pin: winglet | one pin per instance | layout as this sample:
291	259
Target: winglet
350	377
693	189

## Work to do
Reproduce every line above word for word, keeping the same order and layout.

## Task response
pin: winglet | one pin per instance | layout as this sample:
291	259
Target: winglet
350	377
693	189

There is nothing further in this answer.